Natural language region descriptions
┌──
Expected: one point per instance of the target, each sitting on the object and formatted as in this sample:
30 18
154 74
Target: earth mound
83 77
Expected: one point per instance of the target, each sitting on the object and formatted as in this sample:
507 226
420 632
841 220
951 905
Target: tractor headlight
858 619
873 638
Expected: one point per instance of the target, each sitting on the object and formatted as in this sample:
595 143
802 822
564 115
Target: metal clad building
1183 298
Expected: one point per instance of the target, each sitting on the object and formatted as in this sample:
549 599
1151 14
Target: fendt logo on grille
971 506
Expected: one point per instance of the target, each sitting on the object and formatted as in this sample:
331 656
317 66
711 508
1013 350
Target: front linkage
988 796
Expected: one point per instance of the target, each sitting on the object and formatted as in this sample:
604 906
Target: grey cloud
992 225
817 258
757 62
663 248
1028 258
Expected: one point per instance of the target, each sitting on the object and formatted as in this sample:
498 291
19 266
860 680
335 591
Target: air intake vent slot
└──
__ACTIVITY__: In your answer, reproduce every entry exactly as it was written.

__TASK ANSWER__:
Expected: one point per instance of the target, each sitting on the object and formatted as in this sample:
30 18
154 74
Target: earth mound
83 77
Expected: one point per instance of the target, each sitting on the object and formatted as in this sample:
507 226
420 632
841 220
951 905
Target: tractor headlight
858 619
873 638
Expected: one point per instance of the target, each sitting on the object and formatted as in this sample:
595 143
802 822
564 115
Target: metal clad building
1183 298
Expected: one point per instance of the target, each sitting on the object and formatted as in this sample:
549 599
1151 14
Target: fendt logo on grille
971 506
Expected: one point per instance of the target, each sitting on the object and formatted as in this sample:
331 656
317 66
711 508
1013 350
Target: front linkage
988 796
Expected: one point per instance of the target, each sitting on the object and formatted as in this sample:
604 906
Target: grey cloud
992 225
817 258
757 62
663 248
1028 258
Expected: one point per instance of the target, each sitting on the object and formatted as in this sample:
498 291
19 266
860 680
335 591
Target: air intake vent slot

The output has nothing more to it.